Referring expression data:

*** Begin section ***

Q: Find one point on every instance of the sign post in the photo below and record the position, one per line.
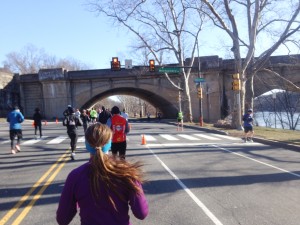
(169, 70)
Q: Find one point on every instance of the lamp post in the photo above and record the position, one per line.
(274, 101)
(177, 32)
(200, 86)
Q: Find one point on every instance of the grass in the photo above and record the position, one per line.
(282, 135)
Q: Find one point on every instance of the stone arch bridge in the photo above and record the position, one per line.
(53, 89)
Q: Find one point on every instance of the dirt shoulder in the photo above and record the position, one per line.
(288, 137)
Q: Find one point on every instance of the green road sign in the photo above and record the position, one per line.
(199, 80)
(169, 70)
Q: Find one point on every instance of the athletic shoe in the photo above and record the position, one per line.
(18, 148)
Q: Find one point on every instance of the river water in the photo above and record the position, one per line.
(268, 119)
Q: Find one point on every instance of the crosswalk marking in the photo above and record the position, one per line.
(226, 137)
(189, 137)
(150, 138)
(207, 137)
(33, 141)
(169, 137)
(81, 139)
(57, 140)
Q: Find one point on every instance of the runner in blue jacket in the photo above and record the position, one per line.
(15, 118)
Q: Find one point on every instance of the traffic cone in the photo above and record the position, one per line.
(143, 140)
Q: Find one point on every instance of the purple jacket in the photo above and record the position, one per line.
(77, 190)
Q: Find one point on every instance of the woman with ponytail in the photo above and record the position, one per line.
(103, 188)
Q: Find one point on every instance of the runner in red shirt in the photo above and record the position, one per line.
(120, 128)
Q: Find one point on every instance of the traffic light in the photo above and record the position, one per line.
(151, 65)
(199, 90)
(115, 64)
(236, 83)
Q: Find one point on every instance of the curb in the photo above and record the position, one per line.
(256, 139)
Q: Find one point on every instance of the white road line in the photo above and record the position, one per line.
(189, 137)
(213, 218)
(226, 137)
(169, 137)
(81, 139)
(4, 142)
(150, 138)
(255, 160)
(207, 137)
(57, 140)
(201, 144)
(33, 141)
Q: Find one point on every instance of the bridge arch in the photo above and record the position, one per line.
(163, 105)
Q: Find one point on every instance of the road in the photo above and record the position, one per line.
(194, 177)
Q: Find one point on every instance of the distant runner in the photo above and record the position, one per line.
(248, 126)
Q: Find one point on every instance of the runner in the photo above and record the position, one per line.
(72, 122)
(179, 121)
(248, 126)
(37, 118)
(15, 118)
(120, 128)
(93, 115)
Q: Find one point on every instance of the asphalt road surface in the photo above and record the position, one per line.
(194, 177)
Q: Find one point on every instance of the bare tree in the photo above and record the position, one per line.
(167, 29)
(275, 23)
(31, 59)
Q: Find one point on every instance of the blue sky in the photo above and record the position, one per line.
(63, 28)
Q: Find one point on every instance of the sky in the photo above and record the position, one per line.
(62, 28)
(66, 29)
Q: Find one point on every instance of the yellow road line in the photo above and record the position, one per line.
(26, 210)
(11, 212)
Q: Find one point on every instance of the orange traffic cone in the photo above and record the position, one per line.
(143, 140)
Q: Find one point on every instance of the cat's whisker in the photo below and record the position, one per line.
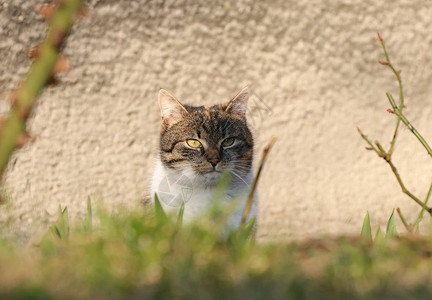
(234, 173)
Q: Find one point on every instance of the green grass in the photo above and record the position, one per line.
(142, 256)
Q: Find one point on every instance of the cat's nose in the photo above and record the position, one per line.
(214, 162)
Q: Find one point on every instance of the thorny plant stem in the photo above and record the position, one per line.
(387, 155)
(401, 117)
(252, 192)
(13, 129)
(420, 216)
(381, 153)
(401, 94)
(404, 189)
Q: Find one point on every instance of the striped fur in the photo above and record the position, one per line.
(226, 145)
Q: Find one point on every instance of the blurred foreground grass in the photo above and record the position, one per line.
(138, 256)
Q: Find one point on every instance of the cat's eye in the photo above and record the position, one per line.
(193, 143)
(228, 142)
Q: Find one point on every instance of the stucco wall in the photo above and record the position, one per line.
(312, 66)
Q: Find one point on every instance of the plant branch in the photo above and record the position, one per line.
(420, 216)
(252, 192)
(404, 120)
(405, 190)
(41, 72)
(401, 94)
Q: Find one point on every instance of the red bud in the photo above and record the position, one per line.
(379, 37)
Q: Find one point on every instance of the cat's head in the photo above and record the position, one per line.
(204, 141)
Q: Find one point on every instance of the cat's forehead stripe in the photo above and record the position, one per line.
(207, 114)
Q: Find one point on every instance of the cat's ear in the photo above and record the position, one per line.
(172, 110)
(238, 104)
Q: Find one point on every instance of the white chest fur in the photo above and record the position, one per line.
(175, 187)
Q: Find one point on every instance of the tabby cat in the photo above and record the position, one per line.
(198, 144)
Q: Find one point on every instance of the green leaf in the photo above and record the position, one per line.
(62, 223)
(180, 215)
(379, 235)
(88, 221)
(391, 226)
(159, 212)
(248, 228)
(366, 228)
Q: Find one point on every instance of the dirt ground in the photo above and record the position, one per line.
(312, 67)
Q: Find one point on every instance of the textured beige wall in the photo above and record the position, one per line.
(313, 64)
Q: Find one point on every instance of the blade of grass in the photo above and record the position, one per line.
(252, 192)
(88, 221)
(180, 215)
(404, 222)
(391, 226)
(366, 228)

*** End section ***

What is being asked:
For this exercise, copy the lines from the one that contains "Q: Find one point on every instance of the blade" through the last line of the records, exactly and only those.

Response to this task:
Q: Find one point on every instance of the blade of grass in the photo above and record the position, one per line.
(252, 192)
(88, 221)
(180, 215)
(404, 222)
(391, 226)
(366, 228)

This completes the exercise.